■ List of tasks
- A) In the Unsettled book page, what position does Melvin Konner hold at Emory University?
- B) Please turn the paragraph of the Unsettled book page that begins "Far reaching, intellectually rich" into a short bulleted list that keeps its main facts.
- C) Write what comes next on the Unsettled book page, picking up after its final sentence.

[Text segment — start]

Far reaching, intellectually rich, and passionately written, Unsettled takes the whole history of Western civilization as its canvas and places onto it the Jewish people and faith. With historical insight and vivid storytelling, renowned anthropologist Melvin Konner charts how the Jews endured largely hostile (but at times accepting) cultures to shape the world around them and make their mark throughout history—from the pastoral tribes of the Bronze Age to enslavement in the Roman Empire, from the darkness of the Holocaust to the creation of Israel and the flourishing of Jews in America. With fresh interpretations of the antecedents of today's pressing conflicts, Unsettled is a work whose modern-day reverberations could not be more relevant or timely.
Melvin Konner, M.D. is the Samuel Candler Dobbs Professor in the Department of Anthropology and the Program in Neuroscience and Behavioral Biology at Emory University. He is the author of Women After All, Becoming a Doctor and Medicine at the Crossroads, among other books.
Although beautifully told in narrative format, this book does not likely carry positive scholarly merit for a few reasons, which I discuss in my comments on it. It would be a fascinating project to take this writer to task based on a review by a very knowledgable Jewish scholar who reviewed him in The New York Times Book Reviews.
I appreciate this anthropology of the jewish people from the specific perspective of Melvin Konner, a jew who lost his faith, studied anthropology and resparked an interest in the religion and community. The book is formatted well in a digestible way and the concluding section of the book ties a wonderful bow around the jewish experience from conception to the unsteady future. Konner raises great questions and hints at answers through statistics and well sourced quotes. Overall highly informative and a very pleasant read.

[Text segment — finish]
[Data — start]

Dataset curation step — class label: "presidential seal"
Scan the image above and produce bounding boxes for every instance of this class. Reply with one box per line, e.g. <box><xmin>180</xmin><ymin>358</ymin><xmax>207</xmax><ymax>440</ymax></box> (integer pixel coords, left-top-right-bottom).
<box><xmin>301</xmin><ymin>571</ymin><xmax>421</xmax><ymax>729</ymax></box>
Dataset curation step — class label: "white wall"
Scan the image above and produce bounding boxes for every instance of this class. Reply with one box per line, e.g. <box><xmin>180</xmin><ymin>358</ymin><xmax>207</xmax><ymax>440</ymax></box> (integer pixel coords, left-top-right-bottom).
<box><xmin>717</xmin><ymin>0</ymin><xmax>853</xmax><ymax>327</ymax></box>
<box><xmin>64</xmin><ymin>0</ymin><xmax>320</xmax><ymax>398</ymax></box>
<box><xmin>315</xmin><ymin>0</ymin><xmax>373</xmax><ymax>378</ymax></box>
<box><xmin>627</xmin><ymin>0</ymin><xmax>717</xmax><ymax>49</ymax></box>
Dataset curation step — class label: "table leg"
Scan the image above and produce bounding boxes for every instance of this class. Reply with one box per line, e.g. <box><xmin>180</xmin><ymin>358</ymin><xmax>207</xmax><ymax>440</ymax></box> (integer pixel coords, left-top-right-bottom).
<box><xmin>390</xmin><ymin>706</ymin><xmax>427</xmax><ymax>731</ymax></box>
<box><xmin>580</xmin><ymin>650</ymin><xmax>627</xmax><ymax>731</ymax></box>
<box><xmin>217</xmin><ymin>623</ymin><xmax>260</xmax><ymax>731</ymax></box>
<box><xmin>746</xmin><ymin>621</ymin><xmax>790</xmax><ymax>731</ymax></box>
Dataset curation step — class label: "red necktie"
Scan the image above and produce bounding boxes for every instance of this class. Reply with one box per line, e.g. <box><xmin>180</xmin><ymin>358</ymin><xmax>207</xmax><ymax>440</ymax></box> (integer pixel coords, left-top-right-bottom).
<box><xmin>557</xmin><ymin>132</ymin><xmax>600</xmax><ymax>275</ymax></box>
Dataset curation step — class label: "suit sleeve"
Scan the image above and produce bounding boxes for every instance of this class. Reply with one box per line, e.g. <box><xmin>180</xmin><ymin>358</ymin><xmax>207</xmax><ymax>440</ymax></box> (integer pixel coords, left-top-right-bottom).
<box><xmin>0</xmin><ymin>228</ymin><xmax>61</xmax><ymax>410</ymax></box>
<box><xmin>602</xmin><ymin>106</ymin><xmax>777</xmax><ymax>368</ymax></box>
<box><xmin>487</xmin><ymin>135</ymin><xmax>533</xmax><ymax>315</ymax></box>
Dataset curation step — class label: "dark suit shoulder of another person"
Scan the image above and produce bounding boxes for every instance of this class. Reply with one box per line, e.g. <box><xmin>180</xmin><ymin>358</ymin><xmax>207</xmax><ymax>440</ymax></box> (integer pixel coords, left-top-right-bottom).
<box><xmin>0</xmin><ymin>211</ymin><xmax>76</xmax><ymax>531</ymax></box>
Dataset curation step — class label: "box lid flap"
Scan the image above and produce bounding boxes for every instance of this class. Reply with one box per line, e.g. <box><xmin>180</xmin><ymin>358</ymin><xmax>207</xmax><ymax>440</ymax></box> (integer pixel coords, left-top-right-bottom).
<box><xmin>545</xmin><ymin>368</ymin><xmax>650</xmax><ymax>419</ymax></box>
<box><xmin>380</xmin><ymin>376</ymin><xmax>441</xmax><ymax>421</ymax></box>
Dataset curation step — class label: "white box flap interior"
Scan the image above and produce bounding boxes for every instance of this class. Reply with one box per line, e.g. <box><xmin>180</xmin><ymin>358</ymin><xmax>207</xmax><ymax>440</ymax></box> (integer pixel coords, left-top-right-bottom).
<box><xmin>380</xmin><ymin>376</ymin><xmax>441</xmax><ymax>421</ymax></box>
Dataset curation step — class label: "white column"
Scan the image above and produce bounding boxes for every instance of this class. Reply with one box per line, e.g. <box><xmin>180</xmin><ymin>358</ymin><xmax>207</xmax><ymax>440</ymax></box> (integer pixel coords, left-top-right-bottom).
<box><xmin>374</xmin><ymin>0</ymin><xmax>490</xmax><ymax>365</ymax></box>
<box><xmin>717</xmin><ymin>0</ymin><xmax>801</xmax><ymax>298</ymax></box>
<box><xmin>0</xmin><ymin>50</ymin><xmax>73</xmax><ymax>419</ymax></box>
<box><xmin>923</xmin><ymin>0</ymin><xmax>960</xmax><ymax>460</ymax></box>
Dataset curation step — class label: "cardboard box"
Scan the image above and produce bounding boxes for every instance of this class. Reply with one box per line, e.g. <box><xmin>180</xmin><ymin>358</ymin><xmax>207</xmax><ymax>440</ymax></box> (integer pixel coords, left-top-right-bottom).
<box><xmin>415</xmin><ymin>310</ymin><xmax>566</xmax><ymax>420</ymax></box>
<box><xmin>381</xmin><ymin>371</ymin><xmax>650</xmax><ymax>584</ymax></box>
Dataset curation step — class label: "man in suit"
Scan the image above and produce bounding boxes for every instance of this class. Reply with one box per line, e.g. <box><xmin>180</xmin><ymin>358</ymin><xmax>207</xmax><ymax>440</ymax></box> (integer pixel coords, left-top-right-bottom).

[Data — finish]

■ Set of answers
- A) He is the Samuel Candler Dobbs Professor in the Department of Anthropology and the Program in Neuroscience and Behavioral Biology.

- B)
- Unsettled places the Jewish people and faith against the whole history of Western civilization.
- Anthropologist Melvin Konner traces how Jews endured largely hostile, but at times accepting, cultures while shaping the world around them.
- The book covers the pastoral tribes of the Bronze Age, enslavement in the Roman Empire, the Holocaust, the creation of Israel and the flourishing of Jews in America.
- It offers fresh interpretations of the antecedents of today's pressing conflicts, which makes it relevant and timely.

- C)
An insightful overview of Jewish history from Moses to current times. The Jews have always been hated but remain steadfast as "God wrestlers". Assyrians, Babylonians, Romans, Spanish, Russians and Germans have shown violence towards them by capture, pograms, destruction - Shoah, and terrorism. With a dwindling population, less than 2% of the US what is their future?
I thought this book started out interesting enough, however halfway through, the author started jumping around in time. It got very confusing and he lost me. I also got the impression that many of his conclusions were not based entirely on scholarly research and more just a conclusion he felt fit. But I don't know if that is the case.
I read a few selected chapters out of the middle and then put it in the library at my UU church. I don't think I was the target audience. But from a historical perspective it was interesting to read a collection Jewish resistance efforts in WWII.
DNF on page 82. It’s just really bizarrely written and hard to follow and concrete lines of thought. It’s almost written as a stream of conscious instead of an actual history.